[Task inputs — start]

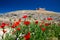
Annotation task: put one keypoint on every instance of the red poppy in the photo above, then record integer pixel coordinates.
(27, 36)
(26, 22)
(18, 29)
(3, 25)
(4, 31)
(25, 16)
(43, 29)
(36, 22)
(49, 18)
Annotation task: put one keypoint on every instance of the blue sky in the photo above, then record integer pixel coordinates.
(13, 5)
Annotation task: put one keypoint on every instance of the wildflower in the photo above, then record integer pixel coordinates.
(43, 29)
(25, 16)
(27, 36)
(46, 24)
(15, 24)
(49, 18)
(26, 22)
(4, 31)
(36, 22)
(3, 25)
(18, 29)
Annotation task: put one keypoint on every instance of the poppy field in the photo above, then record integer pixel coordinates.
(31, 29)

[Task inputs — finish]

(What the exercise asks): Each record above needs to be transcribed word for word, with its pictures omitted.

(Reply to the exercise):
Annotation task: put one keypoint on every instance of the red poppy in the photo above, then record integer pixel coordinates.
(27, 36)
(26, 22)
(18, 29)
(3, 25)
(4, 31)
(25, 16)
(43, 29)
(36, 22)
(49, 18)
Annotation task: put one keypoint on every instance of the blue sky in the photo above, then record integer pixel coordinates.
(13, 5)
Annotation task: put one keypoint on every instance of the wildflower in the photo above, then record integer pixel coordinates.
(43, 29)
(25, 16)
(27, 36)
(46, 24)
(15, 24)
(49, 18)
(26, 22)
(4, 31)
(36, 22)
(3, 25)
(18, 29)
Annotation task: put one keypoint on every instance of the poppy field in the photo above, then record integer pixel coordinates.
(31, 29)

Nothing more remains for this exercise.